▸ **REQUEST**
List every line of the data below that contains the string "coordinates". Case counts.

▸ **DATASET RECORDS**
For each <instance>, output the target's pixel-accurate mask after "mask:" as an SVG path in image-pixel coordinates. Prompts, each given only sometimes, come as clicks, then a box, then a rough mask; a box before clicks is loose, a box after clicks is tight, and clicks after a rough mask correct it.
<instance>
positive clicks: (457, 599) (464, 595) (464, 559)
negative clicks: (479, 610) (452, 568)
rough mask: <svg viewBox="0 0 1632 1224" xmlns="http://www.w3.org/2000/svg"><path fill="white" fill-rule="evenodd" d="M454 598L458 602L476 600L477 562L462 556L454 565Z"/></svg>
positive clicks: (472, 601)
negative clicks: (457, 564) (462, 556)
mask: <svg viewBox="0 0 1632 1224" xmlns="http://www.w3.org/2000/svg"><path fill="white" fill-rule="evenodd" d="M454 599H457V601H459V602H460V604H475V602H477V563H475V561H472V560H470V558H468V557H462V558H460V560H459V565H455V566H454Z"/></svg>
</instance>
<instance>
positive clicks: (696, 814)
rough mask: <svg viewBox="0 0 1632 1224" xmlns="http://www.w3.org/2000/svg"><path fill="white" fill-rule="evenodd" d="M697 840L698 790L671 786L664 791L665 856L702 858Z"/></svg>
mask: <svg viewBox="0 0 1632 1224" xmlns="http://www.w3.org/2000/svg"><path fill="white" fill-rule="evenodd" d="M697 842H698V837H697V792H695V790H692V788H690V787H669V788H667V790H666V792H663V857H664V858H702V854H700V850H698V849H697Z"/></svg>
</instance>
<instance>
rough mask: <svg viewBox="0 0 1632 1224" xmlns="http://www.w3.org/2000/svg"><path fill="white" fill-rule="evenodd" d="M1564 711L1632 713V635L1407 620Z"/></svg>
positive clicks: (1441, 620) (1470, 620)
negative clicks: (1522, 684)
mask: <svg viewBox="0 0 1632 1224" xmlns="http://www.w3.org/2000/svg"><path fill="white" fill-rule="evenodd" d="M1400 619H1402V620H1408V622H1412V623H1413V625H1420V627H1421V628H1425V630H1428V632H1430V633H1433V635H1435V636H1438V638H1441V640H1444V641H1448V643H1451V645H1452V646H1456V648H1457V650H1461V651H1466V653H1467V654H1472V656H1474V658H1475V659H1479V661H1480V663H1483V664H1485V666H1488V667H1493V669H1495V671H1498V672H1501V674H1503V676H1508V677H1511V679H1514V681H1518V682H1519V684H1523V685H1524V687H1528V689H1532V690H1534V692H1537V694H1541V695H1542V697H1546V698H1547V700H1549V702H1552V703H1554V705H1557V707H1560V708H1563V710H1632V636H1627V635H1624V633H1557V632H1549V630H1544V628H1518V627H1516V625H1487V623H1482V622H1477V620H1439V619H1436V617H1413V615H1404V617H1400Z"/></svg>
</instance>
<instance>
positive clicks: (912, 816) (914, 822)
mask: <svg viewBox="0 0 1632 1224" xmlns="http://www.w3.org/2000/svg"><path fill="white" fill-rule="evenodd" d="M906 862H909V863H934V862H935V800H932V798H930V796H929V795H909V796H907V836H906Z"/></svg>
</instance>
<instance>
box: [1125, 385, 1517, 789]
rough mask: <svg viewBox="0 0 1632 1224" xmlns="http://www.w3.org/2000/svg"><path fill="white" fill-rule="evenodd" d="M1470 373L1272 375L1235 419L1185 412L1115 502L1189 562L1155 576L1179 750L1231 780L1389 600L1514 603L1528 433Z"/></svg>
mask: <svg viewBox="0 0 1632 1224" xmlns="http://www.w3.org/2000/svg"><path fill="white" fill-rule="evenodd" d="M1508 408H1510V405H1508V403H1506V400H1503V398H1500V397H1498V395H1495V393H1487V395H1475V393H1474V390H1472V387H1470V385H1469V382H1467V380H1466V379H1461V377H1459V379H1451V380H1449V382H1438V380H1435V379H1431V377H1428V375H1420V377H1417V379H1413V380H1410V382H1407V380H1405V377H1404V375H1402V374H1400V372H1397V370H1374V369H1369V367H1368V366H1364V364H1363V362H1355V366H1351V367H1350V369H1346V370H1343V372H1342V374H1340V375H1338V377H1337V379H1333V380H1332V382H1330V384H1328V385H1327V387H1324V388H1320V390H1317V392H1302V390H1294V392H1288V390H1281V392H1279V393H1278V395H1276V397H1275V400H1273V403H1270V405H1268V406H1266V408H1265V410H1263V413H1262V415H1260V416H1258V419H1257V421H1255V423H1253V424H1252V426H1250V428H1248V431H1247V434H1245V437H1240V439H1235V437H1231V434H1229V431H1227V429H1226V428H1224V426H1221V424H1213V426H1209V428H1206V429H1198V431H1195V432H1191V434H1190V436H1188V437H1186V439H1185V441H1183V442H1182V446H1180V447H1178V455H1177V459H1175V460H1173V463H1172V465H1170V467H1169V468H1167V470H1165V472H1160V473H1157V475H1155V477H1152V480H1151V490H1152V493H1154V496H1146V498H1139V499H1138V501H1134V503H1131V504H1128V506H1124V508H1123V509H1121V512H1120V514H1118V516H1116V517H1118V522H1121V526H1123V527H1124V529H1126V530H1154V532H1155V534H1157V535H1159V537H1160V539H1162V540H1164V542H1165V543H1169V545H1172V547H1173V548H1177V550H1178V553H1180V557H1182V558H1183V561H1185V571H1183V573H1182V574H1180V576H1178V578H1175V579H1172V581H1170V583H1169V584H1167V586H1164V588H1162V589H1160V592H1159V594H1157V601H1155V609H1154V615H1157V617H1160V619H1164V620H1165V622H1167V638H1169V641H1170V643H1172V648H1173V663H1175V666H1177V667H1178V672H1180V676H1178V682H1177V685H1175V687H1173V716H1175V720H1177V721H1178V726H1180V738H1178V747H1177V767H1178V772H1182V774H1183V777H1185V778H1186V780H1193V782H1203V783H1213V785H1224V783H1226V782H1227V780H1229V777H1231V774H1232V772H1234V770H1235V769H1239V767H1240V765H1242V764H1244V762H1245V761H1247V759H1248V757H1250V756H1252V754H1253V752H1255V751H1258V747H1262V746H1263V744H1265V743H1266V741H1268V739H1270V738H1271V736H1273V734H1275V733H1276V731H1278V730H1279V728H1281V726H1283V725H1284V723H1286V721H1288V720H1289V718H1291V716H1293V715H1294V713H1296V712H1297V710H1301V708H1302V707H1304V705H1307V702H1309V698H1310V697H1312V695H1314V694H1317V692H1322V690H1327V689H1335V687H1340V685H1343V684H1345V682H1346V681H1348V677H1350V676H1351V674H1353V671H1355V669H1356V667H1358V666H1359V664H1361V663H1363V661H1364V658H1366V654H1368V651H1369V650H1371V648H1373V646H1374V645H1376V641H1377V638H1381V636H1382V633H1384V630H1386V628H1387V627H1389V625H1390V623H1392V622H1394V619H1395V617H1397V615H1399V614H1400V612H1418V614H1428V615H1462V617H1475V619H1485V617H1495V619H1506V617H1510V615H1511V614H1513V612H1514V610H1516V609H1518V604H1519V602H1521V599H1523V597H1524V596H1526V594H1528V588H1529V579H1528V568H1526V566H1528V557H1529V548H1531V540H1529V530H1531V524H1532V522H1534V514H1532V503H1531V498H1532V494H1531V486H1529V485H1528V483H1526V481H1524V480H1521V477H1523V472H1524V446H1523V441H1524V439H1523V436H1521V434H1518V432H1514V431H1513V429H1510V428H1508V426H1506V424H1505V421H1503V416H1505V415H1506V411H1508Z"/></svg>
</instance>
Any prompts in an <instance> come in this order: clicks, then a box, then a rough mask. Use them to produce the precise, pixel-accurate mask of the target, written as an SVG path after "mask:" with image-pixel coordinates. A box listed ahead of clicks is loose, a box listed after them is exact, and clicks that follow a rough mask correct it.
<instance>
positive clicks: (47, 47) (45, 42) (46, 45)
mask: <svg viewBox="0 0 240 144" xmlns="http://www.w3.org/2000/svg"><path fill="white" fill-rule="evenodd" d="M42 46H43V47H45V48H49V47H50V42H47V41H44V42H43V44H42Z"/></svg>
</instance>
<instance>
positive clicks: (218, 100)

▸ **ANSWER TO THIS PROBLEM**
For each <instance>, output the target's pixel-accurate mask after "mask:" as an SVG path in image-pixel coordinates. Prompts, each given only sometimes, come as clicks, then a box, then a rough mask; a box before clicks is loose, a box after clicks is tight, and clicks after a rough mask correct it.
Any prompts in an <instance> come in this order: clicks, then a box, then a rough mask. Use them to produce the precise, pixel-accurate mask of the target, written as an SVG path after "mask:" with image-pixel coordinates. A box listed ahead of clicks is loose, a box listed after them is exact, and clicks that follow a rough mask correct it.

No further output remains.